Texte:
Six jours d’effort dans les conditions extrêmes de Patagonie, une ascension engagée du Cerro Torre par la voie Ragni et un rêve audacieux : redescendre en parapente. Malgré un vent trop fort au sommet, les deux alpinistes viennent à bout de cette aventure unique entre glace, dépassement de soi et lien de cordée. Maxime Poirier et Maxime Richard nous racontent.
Le Cerro Torre, c’est une montagne qui ne se donne jamais facilement. Du vent, du froid, de l’isolement. Là-bas, rien n’est garanti, et chaque tentative est une prise de risque remplie d’incertitude. Mais cette fois, l’objectif dépasse l’ascension. L’idée, simple sur le papier, tenait presque du fantasme : décoller en parapente du Cerro Torre et rentrer en quelques minutes, là où il faut normalement deux jours de marche. Une aventure brute, portée par une amitié forte, dans l’un des coins les plus hostiles et fascinants de la planète.
Sommet emblématique situé à la frontière entre l’Argentine et le Chili, culminant à 3 128 mètres d’altitude, il est l’un des plus célèbres de la région en raison de sa silhouette élancée, de ses parois verticales et de ses conditions climatiques extrêmes. Son sommet est en permanence recouvert de champignons de neige et de glace qui lui donnent une allure bien particulière. Il existe plusieurs voies pour atteindre le sommet, et vu que nous sommes en tout début de saison, l’équivalent du printemps, nous optons pour la voie Ragni, qui comprend des difficultés quasi exclusivement en neige et en glace, ainsi que quelques longueurs de mixte.

Documents fournis:
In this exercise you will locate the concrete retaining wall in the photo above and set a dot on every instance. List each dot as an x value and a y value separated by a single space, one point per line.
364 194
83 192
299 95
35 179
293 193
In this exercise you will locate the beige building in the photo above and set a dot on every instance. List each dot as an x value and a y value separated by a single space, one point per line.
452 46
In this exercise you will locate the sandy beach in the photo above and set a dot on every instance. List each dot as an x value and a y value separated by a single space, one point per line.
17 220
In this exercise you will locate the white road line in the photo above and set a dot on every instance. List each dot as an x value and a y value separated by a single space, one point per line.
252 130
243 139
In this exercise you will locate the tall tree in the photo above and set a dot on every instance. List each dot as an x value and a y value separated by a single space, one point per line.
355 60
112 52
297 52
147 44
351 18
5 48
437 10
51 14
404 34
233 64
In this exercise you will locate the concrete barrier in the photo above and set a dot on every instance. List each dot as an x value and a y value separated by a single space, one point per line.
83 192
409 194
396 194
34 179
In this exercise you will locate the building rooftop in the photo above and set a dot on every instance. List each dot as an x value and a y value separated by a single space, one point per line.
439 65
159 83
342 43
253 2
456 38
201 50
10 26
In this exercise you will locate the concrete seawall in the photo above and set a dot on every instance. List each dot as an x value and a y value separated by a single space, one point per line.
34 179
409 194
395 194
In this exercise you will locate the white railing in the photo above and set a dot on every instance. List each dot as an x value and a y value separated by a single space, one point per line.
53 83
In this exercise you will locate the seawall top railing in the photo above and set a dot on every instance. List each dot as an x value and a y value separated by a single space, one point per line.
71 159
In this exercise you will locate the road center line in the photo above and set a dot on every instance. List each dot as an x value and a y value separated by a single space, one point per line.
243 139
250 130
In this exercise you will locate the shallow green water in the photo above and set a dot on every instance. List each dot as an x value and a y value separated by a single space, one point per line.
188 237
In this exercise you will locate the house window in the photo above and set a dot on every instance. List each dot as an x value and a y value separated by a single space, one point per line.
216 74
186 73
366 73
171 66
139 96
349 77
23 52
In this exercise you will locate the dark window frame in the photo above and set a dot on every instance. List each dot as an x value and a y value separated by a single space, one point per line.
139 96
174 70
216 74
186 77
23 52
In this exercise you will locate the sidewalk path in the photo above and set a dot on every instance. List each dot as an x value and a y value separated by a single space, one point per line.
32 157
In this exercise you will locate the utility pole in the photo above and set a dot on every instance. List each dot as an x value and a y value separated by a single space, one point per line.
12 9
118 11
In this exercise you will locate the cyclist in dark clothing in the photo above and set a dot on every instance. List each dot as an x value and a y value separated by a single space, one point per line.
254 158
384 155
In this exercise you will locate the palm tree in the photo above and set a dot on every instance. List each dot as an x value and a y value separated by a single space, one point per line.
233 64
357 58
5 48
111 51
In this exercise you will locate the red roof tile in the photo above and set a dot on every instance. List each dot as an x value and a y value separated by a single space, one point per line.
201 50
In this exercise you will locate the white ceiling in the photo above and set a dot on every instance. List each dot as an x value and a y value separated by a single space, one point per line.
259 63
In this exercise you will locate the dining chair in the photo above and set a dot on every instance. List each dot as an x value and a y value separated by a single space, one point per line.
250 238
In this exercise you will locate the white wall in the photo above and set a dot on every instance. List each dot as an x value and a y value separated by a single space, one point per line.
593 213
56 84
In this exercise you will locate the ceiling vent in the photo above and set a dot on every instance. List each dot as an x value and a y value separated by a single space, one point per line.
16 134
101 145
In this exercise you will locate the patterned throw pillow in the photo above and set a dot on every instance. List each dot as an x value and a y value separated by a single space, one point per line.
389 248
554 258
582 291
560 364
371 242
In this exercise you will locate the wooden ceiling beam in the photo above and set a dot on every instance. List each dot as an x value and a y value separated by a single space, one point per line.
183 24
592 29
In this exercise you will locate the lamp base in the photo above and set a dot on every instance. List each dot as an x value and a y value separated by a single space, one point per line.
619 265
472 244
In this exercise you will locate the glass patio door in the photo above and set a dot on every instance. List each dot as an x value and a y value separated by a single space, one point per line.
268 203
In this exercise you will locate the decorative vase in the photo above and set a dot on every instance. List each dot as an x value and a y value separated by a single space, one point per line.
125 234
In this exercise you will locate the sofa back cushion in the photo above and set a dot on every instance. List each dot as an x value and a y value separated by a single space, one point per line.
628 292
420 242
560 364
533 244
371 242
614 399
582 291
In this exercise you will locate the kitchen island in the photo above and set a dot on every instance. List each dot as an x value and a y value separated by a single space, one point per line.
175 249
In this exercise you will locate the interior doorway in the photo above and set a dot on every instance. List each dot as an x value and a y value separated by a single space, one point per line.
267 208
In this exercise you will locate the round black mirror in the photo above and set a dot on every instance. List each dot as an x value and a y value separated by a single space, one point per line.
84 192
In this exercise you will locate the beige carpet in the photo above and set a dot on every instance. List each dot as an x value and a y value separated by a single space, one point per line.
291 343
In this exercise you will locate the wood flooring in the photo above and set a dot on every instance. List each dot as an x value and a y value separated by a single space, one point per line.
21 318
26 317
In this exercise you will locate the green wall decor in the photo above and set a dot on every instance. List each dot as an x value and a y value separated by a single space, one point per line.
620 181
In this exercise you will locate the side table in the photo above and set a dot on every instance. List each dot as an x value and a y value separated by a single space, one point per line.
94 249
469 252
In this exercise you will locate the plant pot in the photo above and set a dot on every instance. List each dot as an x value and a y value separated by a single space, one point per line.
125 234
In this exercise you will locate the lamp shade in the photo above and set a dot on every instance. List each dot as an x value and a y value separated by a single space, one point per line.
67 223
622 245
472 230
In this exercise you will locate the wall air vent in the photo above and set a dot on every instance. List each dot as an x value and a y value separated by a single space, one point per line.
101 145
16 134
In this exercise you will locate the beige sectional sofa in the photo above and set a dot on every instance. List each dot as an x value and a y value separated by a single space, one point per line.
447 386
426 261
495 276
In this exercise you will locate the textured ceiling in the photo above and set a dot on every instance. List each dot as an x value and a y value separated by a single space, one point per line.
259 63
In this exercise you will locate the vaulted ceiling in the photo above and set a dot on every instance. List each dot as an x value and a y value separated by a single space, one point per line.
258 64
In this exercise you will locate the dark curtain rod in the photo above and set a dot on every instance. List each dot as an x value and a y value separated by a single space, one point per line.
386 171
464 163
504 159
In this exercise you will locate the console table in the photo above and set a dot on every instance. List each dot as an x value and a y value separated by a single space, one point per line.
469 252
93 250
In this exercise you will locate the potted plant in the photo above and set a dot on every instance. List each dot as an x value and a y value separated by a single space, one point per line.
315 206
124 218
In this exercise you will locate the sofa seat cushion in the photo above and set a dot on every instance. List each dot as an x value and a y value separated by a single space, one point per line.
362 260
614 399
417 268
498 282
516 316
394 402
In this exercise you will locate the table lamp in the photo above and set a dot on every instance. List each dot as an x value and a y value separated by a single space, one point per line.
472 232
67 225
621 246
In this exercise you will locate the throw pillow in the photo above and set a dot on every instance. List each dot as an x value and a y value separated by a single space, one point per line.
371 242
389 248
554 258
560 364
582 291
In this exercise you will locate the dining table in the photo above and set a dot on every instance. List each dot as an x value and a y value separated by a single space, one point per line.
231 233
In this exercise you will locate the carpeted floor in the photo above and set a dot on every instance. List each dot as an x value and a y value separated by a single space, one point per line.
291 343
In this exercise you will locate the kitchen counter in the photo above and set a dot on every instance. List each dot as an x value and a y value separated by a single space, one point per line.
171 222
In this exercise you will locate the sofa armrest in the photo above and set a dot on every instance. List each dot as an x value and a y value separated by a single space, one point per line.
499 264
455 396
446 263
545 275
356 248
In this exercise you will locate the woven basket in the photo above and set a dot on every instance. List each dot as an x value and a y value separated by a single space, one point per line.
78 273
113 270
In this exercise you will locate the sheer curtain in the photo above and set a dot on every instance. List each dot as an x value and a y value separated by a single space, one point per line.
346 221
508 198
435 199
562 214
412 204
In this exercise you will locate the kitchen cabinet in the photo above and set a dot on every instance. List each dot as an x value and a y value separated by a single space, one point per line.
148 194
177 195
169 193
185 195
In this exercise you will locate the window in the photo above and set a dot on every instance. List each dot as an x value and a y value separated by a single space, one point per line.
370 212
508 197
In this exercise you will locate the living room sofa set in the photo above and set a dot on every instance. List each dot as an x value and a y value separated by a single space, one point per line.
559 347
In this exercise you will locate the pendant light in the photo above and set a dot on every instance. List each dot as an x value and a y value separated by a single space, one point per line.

Consignes:
**a.** Recopiez mot pour mot le passage du récit sur le Cerro Torre, en commençant par « Six jours d’effort » et en allant jusqu'à « Richard nous racontent. ».
**b.** Répondez brièvement à ces questions sur le récit du Cerro Torre :
(i) Combien de jours d'effort l'aventure a-t-elle demandés ?
(ii) Combien de temps de marche faut-il normalement pour rentrer du Cerro Torre ?
(iii) À quelle altitude culmine le Cerro Torre ?
**c.** Poursuivez le récit de l'ascension du Cerro Torre à partir de sa dernière phrase.

Réponses:
**a.**
Six jours d’effort dans les conditions extrêmes de Patagonie, une ascension engagée du Cerro Torre par la voie Ragni et un rêve audacieux : redescendre en parapente. Malgré un vent trop fort au sommet, les deux alpinistes viennent à bout de cette aventure unique entre glace, dépassement de soi et lien de cordée. Maxime Poirier et Maxime Richard nous racontent.

**b.**
(i) Six jours.
(ii) Deux jours de marche.
(iii) À 3 128 mètres.

**c.**
Au pied du champignon sommital, après la journée la plus froide et la plus dure de l’expédition, les sourires sont toujours là. ©Coll. Poirier/Richard
au loin, impossible de distinguer où se termine la glace
et où commencent les nuages
Lundi 2 décembre, jour 1 :
L’approche commence dans de belles forêts de lenga qui nous protègent du vent fort. Nous marchons dans une vallée glaciaire et, peu à peu, la végétation disparaît. Les lacs et les cascades sont magnifiques. Puis nous prenons pied sur le glacier et les 5 derniers kilomètres se font moins dans la souffrance. Nous trouvons le beau refuge chilien Eduardo García Soto.
C’est la fin de journée, les nuages se dissipent, laissant apparaître l’immense Campo de Hielo Sur. Incroyable, c’est une autre dimension, infinie. Au loin, impossible de distinguer où se termine la glace et où commencent les nuages. Un spectacle somptueux qui vaut largement les 25 kilomètres de marche pour atteindre ce lieu reculé.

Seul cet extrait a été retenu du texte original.